• [Exercise]:
Reproduce the material below word for word, keeping every line and character unchanged.

• [Records supplied]:
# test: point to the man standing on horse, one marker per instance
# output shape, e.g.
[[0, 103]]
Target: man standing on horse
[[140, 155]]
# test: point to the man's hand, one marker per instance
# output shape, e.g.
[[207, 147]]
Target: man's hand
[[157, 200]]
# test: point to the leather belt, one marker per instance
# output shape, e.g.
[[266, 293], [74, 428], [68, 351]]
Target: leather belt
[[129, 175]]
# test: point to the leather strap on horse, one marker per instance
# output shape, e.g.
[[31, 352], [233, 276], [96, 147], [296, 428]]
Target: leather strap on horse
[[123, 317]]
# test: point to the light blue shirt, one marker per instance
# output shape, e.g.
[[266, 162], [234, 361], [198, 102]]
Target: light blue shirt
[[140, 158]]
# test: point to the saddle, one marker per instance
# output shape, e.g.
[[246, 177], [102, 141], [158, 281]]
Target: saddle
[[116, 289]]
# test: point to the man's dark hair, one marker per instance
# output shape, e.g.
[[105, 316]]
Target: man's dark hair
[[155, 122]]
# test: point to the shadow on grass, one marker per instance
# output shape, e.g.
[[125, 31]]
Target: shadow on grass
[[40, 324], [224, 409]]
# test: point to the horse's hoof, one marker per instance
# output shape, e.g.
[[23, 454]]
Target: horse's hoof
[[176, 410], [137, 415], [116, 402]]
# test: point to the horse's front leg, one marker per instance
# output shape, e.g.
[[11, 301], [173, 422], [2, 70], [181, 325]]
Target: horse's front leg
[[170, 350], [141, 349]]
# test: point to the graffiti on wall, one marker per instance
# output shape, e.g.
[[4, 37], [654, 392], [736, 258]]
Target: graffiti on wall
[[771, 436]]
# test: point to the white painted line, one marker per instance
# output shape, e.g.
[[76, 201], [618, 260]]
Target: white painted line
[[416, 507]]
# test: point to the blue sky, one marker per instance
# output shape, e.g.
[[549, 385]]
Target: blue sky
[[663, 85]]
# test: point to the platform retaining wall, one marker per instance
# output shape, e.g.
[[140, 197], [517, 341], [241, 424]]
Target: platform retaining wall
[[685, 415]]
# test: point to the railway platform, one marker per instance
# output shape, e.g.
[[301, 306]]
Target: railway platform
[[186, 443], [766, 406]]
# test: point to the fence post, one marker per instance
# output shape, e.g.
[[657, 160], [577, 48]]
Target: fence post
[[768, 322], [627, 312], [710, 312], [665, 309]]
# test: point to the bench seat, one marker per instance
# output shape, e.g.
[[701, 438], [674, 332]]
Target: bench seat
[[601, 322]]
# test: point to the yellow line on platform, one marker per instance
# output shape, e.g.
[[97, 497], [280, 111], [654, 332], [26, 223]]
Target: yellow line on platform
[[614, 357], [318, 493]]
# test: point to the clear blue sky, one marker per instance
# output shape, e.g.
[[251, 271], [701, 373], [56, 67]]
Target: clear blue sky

• [Correct response]:
# test: point to the man standing on horse, one marker per instance
# output shape, e.g.
[[0, 103]]
Target: man standing on horse
[[140, 155]]
# test: point to the man's hand, one marker per instance
# output shape, e.g.
[[207, 147]]
Target: man's hand
[[157, 200]]
# test: point to the leather belt, one marker per instance
# output shape, e.g.
[[266, 293], [74, 428], [68, 351]]
Target: leather belt
[[129, 175]]
# test: point to the leather strap on horse, one marker per instance
# output shape, e.g.
[[31, 352], [233, 276], [96, 147], [296, 428]]
Target: leather strap on horse
[[123, 317]]
# test: point to the light blue shirt, one marker per instance
# output shape, e.g.
[[266, 162], [234, 361], [198, 102]]
Target: light blue shirt
[[140, 158]]
# test: point to the saddle, one marker per instance
# output shape, e.g.
[[246, 177], [102, 141], [158, 281]]
Target: saddle
[[116, 289]]
# test: point to the man's dark hair, one marker per instance
# output shape, e.g.
[[105, 316]]
Target: man's dark hair
[[155, 122]]
# test: point to the shadow on grass, one marker per instance
# output shape, e.g.
[[125, 31]]
Target: shadow on grass
[[40, 324], [224, 409]]
# test: point to the horse's hoof, one marker per instance
# output shape, e.g.
[[23, 454]]
Target: horse's hoof
[[176, 410], [137, 415], [116, 402]]
# test: point to the horse's front leg, one marker per instance
# output shape, e.g.
[[11, 301], [173, 422], [2, 70], [181, 325]]
Target: horse's front leg
[[170, 350], [141, 349]]
# test: point to the graffiti on wall, one marker per instance
# output shape, e.g.
[[4, 37], [654, 392], [736, 258]]
Target: graffiti on wall
[[771, 436]]
# test: point to the white painted line, one marker per instance
# output shape, e.g.
[[76, 201], [618, 260]]
Target: white painted line
[[416, 507]]
# test: point to the blue sky, one marker per instance
# output shape, e.g.
[[549, 385]]
Target: blue sky
[[663, 85]]
# test: point to the platform retaining wall, one marker per instance
# output shape, e.g.
[[140, 197], [517, 341], [241, 424]]
Target: platform retaining wall
[[685, 415]]
# test: point to the railway platform, one marker per instance
# output shape, e.g.
[[301, 306]]
Target: railway platform
[[186, 443], [766, 406]]
# test: point to the fence post, one marker per instance
# output shape, e.g.
[[657, 160], [577, 48]]
Target: fence post
[[768, 322], [627, 312], [710, 312], [665, 309]]
# test: point to the bench seat, one marker per instance
# output shape, e.g.
[[701, 438], [674, 332]]
Target: bench seat
[[601, 322]]
# test: point to the yellow line on platform, one marker per instance
# output shape, e.g.
[[97, 497], [280, 111], [654, 332], [26, 223]]
Target: yellow line on platform
[[614, 357], [318, 493]]
# test: point to the clear blue sky, one marker per instance
# output shape, e.g.
[[251, 271], [701, 373], [56, 67]]
Target: clear blue sky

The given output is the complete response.